** Start Entries provided **

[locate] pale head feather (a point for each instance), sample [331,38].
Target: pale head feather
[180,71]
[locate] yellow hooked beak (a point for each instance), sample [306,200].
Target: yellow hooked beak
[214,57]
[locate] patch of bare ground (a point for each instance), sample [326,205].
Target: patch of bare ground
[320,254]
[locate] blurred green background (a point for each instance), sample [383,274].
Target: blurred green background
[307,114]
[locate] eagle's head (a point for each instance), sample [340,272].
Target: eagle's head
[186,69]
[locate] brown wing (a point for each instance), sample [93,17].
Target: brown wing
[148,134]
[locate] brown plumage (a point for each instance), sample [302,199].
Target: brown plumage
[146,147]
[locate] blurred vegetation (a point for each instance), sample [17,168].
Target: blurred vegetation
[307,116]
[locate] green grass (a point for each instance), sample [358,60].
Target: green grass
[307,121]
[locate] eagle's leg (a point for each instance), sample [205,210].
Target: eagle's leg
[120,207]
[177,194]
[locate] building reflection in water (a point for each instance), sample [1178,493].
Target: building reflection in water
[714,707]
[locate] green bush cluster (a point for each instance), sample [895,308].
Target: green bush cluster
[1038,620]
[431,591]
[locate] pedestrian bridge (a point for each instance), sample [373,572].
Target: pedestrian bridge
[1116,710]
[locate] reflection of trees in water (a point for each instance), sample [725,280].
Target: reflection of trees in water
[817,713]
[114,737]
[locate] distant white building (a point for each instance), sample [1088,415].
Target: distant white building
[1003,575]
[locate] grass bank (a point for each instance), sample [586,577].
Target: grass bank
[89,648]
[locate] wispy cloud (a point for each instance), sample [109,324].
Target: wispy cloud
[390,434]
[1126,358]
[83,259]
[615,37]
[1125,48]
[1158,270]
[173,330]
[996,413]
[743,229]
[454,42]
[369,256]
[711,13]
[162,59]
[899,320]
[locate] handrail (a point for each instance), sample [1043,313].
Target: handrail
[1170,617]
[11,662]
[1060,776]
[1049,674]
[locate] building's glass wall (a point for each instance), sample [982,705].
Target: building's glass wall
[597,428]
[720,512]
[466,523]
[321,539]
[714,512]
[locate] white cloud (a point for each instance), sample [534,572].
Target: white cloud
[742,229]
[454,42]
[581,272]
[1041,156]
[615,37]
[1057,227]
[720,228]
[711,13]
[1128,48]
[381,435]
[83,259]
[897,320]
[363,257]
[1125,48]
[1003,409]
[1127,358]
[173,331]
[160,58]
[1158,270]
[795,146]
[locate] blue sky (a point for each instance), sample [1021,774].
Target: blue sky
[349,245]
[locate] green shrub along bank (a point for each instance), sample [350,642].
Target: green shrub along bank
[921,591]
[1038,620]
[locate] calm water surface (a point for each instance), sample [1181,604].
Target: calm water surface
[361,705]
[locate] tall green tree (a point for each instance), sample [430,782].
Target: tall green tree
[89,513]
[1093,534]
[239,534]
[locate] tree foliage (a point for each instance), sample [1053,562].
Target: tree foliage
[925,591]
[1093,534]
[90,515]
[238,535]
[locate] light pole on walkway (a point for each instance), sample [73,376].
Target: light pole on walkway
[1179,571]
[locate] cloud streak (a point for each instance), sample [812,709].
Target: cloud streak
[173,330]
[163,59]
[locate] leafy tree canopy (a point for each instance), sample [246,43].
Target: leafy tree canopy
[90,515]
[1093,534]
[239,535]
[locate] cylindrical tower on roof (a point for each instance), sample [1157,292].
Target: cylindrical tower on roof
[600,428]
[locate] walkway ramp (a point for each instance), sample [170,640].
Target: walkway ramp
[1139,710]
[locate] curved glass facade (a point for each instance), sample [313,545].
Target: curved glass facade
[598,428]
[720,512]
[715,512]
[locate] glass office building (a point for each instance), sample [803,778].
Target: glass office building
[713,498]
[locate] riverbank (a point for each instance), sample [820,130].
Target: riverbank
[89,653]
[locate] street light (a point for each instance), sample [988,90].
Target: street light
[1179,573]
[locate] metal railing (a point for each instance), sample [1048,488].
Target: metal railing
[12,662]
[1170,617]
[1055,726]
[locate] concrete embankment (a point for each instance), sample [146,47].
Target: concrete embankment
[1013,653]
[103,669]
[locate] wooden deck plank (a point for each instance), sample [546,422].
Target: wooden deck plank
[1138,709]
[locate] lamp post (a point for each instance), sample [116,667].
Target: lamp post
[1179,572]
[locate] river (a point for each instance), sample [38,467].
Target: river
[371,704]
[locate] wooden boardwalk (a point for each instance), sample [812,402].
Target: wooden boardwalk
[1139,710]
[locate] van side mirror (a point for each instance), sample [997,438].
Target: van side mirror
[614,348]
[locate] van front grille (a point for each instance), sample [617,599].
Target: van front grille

** End Entries provided **

**Exercise goal:** Write out all the entries exactly.

**Solution to this problem:**
[locate] pale head feather (a point for each instance), sample [331,38].
Target: pale head feather
[180,71]
[locate] yellow hooked beak (a point for each instance), sample [306,200].
Target: yellow hooked beak
[214,57]
[locate] patch of bare ground (a point for each instance), sample [326,205].
Target: patch of bare ground
[320,254]
[locate] blurred green background (a point for each instance), sample [383,274].
Target: blurred green background
[307,114]
[locate] eagle's head (a point for each instance), sample [340,272].
Target: eagle's head
[186,69]
[locate] brown wing (a point for each instance), sample [93,17].
Target: brown wing
[148,134]
[locate] brown plumage (a point for each instance), sample [302,199].
Target: brown plumage
[146,147]
[locate] blurred vegetation (a point for each instance), sample [17,168].
Target: blurred vegetation
[307,116]
[locate] green grass (a point for each instance), sample [358,60].
Target: green grass
[307,121]
[locate] eagle's leg (a point for each instance), sample [205,210].
Target: eagle's leg
[120,207]
[177,194]
[locate] building reflection in water (a point for each instance), sample [1178,493].
Target: building reflection in water
[714,707]
[locate] green bush cluster (a point for each instance), sample [895,308].
Target: green bush cluster
[1038,620]
[431,591]
[locate] pedestrian bridge (a point for each instance), sample [373,572].
Target: pedestrian bridge
[1116,710]
[locate] reflection of trees in water (a point for each instance), sample [725,280].
Target: reflection of trees in water
[817,713]
[114,737]
[locate] distant white building (a point for each instance), sample [1088,415].
Target: distant white building
[1003,575]
[locate] grass bank (a point for each instance), sample [586,577].
Target: grass bank
[89,648]
[locate] wispy cloud (a point for each instance), sample [109,324].
Target: wispy cloud
[390,434]
[1126,358]
[83,259]
[615,37]
[1125,48]
[1158,270]
[173,330]
[996,413]
[743,229]
[454,42]
[369,256]
[711,13]
[162,59]
[899,320]
[locate] handrail (a point for each instance), sample [1043,313].
Target: handrail
[1170,617]
[11,662]
[1060,776]
[1049,674]
[locate] building's glass wall (a point for each instance), sample [982,705].
Target: building's glass wall
[597,428]
[720,512]
[466,523]
[321,539]
[714,512]
[locate] white cloud (a point for each instance), sample [534,572].
Target: white cloud
[742,229]
[454,42]
[581,272]
[1041,156]
[615,37]
[1057,227]
[720,228]
[711,13]
[1128,48]
[381,435]
[83,259]
[897,320]
[363,257]
[1125,48]
[1003,409]
[1127,358]
[173,331]
[160,58]
[1158,270]
[795,146]
[locate] blue sky (a point for each instance), sample [1021,774].
Target: blue sky
[349,245]
[locate] green shrub along bank (a point for each instance), sample [350,642].
Target: green shrub along bank
[921,591]
[1038,620]
[locate] calm water surface (a point for each instance), sample [1181,604].
Target: calm water surface
[361,705]
[locate] tall green tree (a point for each instance), sample [430,782].
Target: tall green tree
[89,513]
[1093,534]
[239,534]
[locate] tree foliage (a point for each instance), sample [1053,562].
Target: tree foliage
[925,591]
[1093,534]
[90,515]
[238,535]
[locate] light pole on walkway (a point for each instance), sample [73,376].
Target: light pole on walkway
[1179,571]
[locate] cloud streak (a point for each instance), sample [812,709].
Target: cloud streak
[173,330]
[163,59]
[locate] leafy tree canopy (a point for each instance), sample [246,43].
Target: leafy tree canopy
[90,515]
[1093,534]
[239,535]
[locate] cylindrical tower on roof (a point for each instance), sample [1157,292].
Target: cylindrical tower on roof
[600,428]
[locate] walkway ramp (a point for each instance), sample [170,640].
Target: walkway ramp
[1139,710]
[locate] curved glass facade (a point for each instance), sample [313,545].
Target: curved glass facade
[598,428]
[720,512]
[715,512]
[locate] glass office building (a point for each instance), sample [803,778].
Target: glass office building
[713,498]
[locate] riverbank (a point for each instance), sample [820,130].
Target: riverbank
[89,653]
[locate] street light (a point for each instance), sample [988,90].
Target: street light
[1179,573]
[locate] metal railing (a point for each instance), sample [1048,488].
Target: metal railing
[12,662]
[1170,617]
[1055,726]
[locate] concrete embankment (a point for each instance), sample [146,47].
Target: concrete embankment
[1013,653]
[103,669]
[locate] wooden deck plank (a point for each instance), sample [546,422].
Target: wooden deck plank
[1138,709]
[locate] lamp post (a point for each instance), sample [116,667].
Target: lamp post
[1179,572]
[locate] river (a point for each instance), sample [38,467].
Target: river
[371,704]
[locate] wooden boardwalk (a point for each instance), sample [812,402].
Target: wooden boardwalk
[1139,710]
[locate] van side mirror (a point for each instance), sample [997,438].
Target: van side mirror
[614,348]
[locate] van front grille (a point for each instance), sample [617,599].
Target: van front grille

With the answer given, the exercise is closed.